▶ [Goal]
Please find every line in the records below that contains the string "enclosure" and copy each one out. Matching is case-sensitive.

▶ [Data provided]

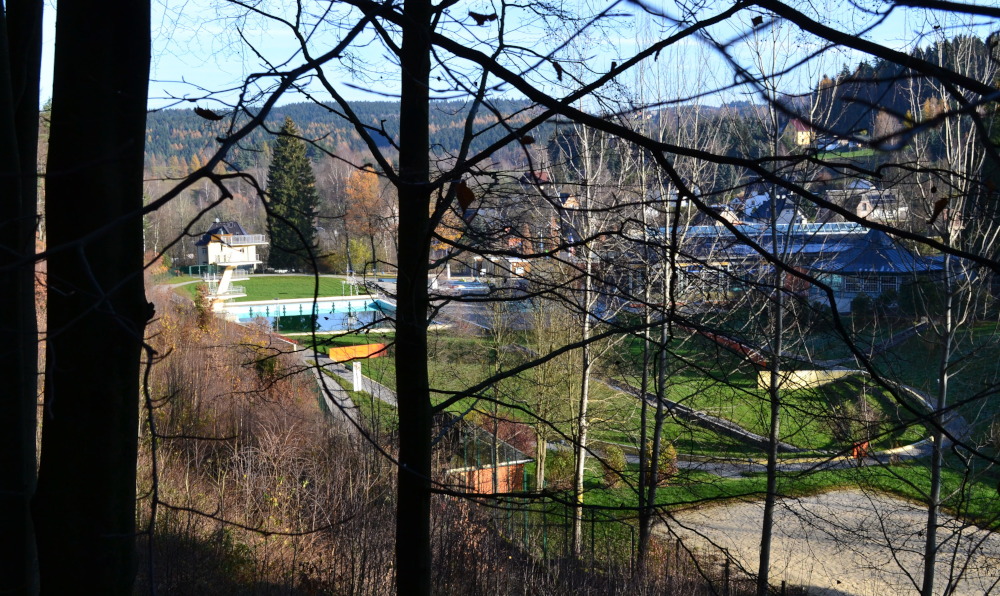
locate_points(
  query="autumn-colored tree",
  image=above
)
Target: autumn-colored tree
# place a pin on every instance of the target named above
(365, 214)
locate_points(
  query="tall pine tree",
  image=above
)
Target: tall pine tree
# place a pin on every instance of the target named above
(291, 202)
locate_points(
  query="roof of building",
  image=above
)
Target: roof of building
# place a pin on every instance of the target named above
(221, 228)
(876, 252)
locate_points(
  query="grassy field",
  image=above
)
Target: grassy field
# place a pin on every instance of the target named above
(615, 418)
(279, 287)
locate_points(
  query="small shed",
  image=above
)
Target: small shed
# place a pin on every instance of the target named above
(472, 455)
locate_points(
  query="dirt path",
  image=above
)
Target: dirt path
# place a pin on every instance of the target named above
(847, 542)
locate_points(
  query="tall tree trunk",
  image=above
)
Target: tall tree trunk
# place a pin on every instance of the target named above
(84, 508)
(937, 452)
(774, 425)
(20, 52)
(413, 536)
(582, 422)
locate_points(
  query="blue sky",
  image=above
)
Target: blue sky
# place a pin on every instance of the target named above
(195, 47)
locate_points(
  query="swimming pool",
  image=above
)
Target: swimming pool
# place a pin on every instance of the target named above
(326, 314)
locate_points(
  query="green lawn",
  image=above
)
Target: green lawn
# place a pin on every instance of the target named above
(279, 287)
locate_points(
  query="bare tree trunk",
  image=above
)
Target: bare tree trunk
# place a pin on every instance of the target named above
(937, 453)
(84, 509)
(774, 422)
(413, 546)
(20, 51)
(581, 421)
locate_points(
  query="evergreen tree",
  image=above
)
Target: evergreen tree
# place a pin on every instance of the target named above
(291, 201)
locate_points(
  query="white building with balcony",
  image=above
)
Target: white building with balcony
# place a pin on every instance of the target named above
(233, 254)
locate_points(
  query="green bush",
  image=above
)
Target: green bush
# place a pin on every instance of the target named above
(666, 467)
(614, 465)
(559, 470)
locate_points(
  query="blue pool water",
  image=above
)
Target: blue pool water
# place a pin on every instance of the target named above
(328, 315)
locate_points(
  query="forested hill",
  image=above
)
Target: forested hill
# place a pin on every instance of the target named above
(180, 140)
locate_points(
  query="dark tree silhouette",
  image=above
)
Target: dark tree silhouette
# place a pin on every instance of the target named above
(84, 507)
(292, 201)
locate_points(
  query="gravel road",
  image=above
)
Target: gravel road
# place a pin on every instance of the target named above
(847, 542)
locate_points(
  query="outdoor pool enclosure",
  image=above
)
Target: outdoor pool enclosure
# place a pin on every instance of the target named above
(326, 314)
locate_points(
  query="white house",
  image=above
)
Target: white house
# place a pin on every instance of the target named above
(228, 247)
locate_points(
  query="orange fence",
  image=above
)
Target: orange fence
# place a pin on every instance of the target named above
(347, 353)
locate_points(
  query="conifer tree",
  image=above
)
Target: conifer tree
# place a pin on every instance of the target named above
(291, 202)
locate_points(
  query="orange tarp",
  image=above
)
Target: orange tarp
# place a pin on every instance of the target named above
(356, 352)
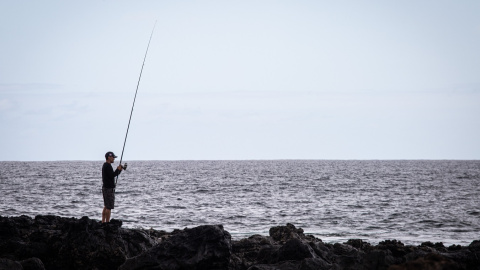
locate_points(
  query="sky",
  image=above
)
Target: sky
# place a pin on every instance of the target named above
(236, 80)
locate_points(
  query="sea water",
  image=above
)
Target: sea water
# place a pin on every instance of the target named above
(411, 201)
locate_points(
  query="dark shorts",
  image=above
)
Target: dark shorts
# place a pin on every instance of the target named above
(108, 197)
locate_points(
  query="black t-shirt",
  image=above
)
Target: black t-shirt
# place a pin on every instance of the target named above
(108, 175)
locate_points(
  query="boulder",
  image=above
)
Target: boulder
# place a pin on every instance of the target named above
(200, 248)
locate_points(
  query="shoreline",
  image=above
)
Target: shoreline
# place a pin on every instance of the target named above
(53, 242)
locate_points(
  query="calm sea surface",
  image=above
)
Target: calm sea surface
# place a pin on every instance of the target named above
(411, 201)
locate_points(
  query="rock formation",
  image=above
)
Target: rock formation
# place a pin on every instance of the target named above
(51, 242)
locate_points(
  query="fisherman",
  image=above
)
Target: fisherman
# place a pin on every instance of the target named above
(108, 188)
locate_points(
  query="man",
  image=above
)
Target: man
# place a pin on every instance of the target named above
(108, 188)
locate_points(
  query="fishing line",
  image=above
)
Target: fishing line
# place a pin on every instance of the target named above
(138, 83)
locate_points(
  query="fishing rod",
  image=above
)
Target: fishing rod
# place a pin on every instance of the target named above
(136, 91)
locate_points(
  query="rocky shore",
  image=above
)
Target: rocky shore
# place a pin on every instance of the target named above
(52, 242)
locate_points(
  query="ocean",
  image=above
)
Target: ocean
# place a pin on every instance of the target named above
(412, 201)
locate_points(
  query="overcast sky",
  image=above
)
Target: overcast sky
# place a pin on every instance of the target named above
(240, 79)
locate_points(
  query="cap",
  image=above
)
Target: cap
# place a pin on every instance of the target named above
(110, 154)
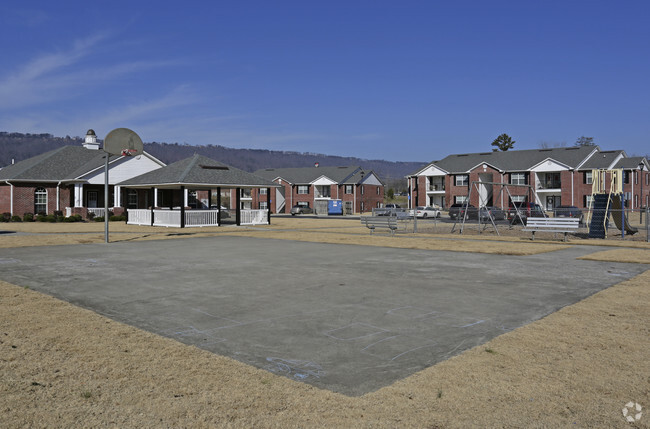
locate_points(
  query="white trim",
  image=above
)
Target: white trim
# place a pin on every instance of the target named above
(549, 163)
(580, 164)
(323, 181)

▶ [Expected answer]
  query="outdoor pool enclosure",
Target: outdoor pool enclosure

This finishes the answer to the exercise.